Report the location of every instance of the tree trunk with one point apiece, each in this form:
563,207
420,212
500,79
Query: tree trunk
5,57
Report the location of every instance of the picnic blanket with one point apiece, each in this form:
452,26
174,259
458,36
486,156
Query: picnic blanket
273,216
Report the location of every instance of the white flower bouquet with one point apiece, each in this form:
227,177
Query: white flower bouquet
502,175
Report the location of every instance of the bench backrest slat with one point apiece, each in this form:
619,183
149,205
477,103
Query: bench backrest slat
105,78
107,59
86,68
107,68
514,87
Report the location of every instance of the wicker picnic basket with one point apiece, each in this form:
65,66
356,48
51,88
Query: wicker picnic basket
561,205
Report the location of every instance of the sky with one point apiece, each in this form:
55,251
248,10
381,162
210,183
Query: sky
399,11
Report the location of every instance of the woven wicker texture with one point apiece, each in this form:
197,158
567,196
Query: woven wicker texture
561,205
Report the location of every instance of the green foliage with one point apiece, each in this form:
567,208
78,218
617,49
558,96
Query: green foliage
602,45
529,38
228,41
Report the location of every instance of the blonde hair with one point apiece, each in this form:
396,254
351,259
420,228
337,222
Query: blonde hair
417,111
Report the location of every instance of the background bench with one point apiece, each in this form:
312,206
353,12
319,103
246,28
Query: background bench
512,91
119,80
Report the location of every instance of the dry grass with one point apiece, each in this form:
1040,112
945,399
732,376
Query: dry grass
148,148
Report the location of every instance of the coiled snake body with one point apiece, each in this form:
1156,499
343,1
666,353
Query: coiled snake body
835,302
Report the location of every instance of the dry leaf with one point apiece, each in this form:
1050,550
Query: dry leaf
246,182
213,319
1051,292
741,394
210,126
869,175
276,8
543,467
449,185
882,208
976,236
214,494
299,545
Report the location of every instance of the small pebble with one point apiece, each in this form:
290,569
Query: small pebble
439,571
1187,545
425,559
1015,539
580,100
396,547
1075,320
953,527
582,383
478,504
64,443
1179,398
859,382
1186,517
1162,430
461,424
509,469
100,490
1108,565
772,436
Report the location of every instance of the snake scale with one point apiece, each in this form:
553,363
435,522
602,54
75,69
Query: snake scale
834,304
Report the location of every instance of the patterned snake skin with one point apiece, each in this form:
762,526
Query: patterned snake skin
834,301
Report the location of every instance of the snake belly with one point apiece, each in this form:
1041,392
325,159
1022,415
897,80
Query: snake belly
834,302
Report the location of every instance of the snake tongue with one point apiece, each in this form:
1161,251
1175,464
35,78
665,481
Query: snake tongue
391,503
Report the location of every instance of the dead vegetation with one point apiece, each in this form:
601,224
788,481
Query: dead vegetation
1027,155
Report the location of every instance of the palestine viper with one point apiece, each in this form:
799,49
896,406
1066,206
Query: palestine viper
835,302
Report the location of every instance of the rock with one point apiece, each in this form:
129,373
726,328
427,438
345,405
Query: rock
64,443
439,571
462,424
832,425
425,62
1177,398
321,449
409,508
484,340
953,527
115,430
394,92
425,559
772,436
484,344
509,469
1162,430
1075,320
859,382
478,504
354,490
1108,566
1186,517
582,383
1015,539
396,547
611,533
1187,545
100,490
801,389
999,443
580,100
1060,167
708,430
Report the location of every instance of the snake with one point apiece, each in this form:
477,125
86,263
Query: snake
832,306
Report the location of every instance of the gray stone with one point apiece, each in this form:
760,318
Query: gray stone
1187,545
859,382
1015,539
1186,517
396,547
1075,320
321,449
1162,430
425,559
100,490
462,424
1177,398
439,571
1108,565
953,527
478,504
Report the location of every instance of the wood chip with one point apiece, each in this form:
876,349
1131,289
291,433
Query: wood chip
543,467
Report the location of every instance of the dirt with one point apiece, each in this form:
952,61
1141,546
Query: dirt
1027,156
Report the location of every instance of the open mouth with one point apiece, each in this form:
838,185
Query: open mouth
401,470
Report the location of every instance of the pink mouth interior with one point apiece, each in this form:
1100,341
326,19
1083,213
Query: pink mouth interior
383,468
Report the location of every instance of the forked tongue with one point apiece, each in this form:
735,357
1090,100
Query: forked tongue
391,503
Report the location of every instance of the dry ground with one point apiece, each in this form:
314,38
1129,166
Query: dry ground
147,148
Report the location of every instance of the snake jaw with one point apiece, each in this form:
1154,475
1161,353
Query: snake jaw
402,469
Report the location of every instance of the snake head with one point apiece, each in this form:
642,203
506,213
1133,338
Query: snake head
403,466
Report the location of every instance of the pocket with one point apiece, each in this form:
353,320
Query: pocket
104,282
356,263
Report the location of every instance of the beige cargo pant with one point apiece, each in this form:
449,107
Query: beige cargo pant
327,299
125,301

::::::::

Given instruction> Return the entries in full, keeping every line exactly as it is.

The completed task>
Report the location of every instance of the tree trunk with one point apiece, each in this form:
563,207
420,212
500,79
Query: tree trunk
5,57
Report the location of every instance of the picnic blanket with one point apiece, each in this form:
452,26
174,259
458,36
486,156
Query: picnic blanket
273,216
Report the location of every instance of the white flower bouquet with one point apiece, each in this form:
227,177
Query: white flower bouquet
502,175
Report the location of every instance of the bench backrest slat with one point apiece, each in this form:
619,183
149,205
477,103
Query: bench backrest slat
105,78
107,59
86,68
107,68
514,87
Report the location of every instance of the wicker picnic basket with one point apiece, each in this form:
65,66
356,48
51,88
Query: wicker picnic basket
561,205
Report the location of every instance of the sky with one point apiece, each in this form:
55,251
248,10
381,162
210,183
Query: sky
399,11
Report the location of every instance of the woven wicker texture with one point apiece, each in this form:
197,158
567,196
Query: woven wicker texture
561,205
Report the location of every instance of the green foliage with one point apiece, each in this form:
567,208
78,218
617,49
558,96
Query: green foliage
602,45
529,38
228,41
Report the location of every instance of the blonde hair with one point apiece, each in this form:
396,254
351,259
420,228
337,222
Query: blonde hair
417,111
Report the location of every instance of the background bench with one point apiece, each in this form:
312,206
353,12
319,103
246,28
Query: background bench
512,91
119,80
Report the location of every instance of the dry grass with one point apiece, each in this form:
1040,112
945,399
732,376
Query: dry grass
148,148
Report the location of every instance of the coiled snake body with one point apiece, each in this form:
1156,499
343,1
666,353
Query: coiled snake body
835,302
Report the location of every instance of the dry leaf with one point apiece, each in this form:
1050,550
Query: dry leaf
246,182
213,319
1051,292
741,394
210,126
869,175
276,8
543,467
449,185
882,208
976,236
214,494
299,545
Report the location of every instance of the small pebble with one point apiece, each in this form:
290,569
Query: small pebble
439,571
1187,545
425,559
1015,539
580,100
396,547
1075,320
953,527
582,383
478,504
64,443
1179,398
859,382
1186,517
1162,430
461,424
509,469
100,490
1108,565
772,436
Report the location of every instance of the snake scale with one point apiece, each in this form:
553,363
435,522
602,54
75,69
Query: snake scale
834,304
Report the location of every instance of the patterned snake skin with one point apiece, each in this form:
762,526
Query: patterned snake skin
834,301
Report the location of every instance of the snake belly with one point apiece, each in this form:
1041,392
325,159
1022,415
897,80
Query: snake belly
834,302
Report the location of every instance of the snake tongue with one point apiece, each in this form:
1161,251
1175,464
35,78
665,481
Query: snake tongue
391,503
Report the location of every instance of the dead vegetation with one point apiece, each in this form:
601,224
788,481
Query: dead vegetation
1027,155
Report the location of every instance of the palestine viper with one point apiece, each in this form:
799,49
896,406
1066,206
Query: palestine viper
835,302
Report the location of every instance of the rock with one point apiece, each in this form:
129,373
726,328
427,438
345,405
Query: rock
64,443
439,571
462,424
832,425
425,62
1177,398
321,449
409,508
484,340
953,527
115,430
394,92
425,559
772,436
484,344
509,469
1162,430
1075,320
859,382
478,504
354,490
1108,566
1186,517
582,383
1015,539
396,547
611,533
1187,545
100,490
801,389
999,443
580,100
1060,167
708,430
Report the location of every instance of the snake with one point apiece, each in this form:
477,125
86,263
Query: snake
832,306
Report the location of every instance of the gray stone with one point apiece, each in this form:
760,318
Query: gray stone
1187,545
859,382
1015,539
1186,517
396,547
1075,320
321,449
1162,430
425,559
100,490
462,424
1177,398
439,571
1108,565
953,527
478,504
Report the location of every instance of the wood chip with one point apiece, each in this form:
876,349
1131,289
291,433
Query: wood chip
543,467
Report the location of every instance of the dirt with one point apiece, each in this form:
952,61
1141,546
Query: dirt
1027,156
Report the location of every instance of the open mouth with one point apiece, each in this form:
838,185
Query: open mouth
401,470
Report the location of every instance of the pink mouth interior with one point apiece, each in this form:
1100,341
326,19
1083,213
Query: pink mouth interior
383,468
Report the location of every instance of the forked tongue with one point apiece, each in this form:
735,357
1090,100
Query: forked tongue
391,503
Report the location of every instance of the dry ground with one point apiece, each in this form:
314,38
1129,166
Query: dry ground
147,148
Report the location of every instance of the snake jaw with one point apiece, each in this form:
1154,475
1161,353
Query: snake jaw
402,469
Report the location of every instance of the snake head with one point apiece, each in this form:
642,203
506,213
1133,338
Query: snake head
403,466
Report the location of every instance of the pocket with one point apiece, each in this form:
353,320
Query: pocket
104,282
356,263
Report the location of every instance of the beige cargo pant with one point apiece, each in this form:
449,107
Query: beige cargo pant
327,299
125,301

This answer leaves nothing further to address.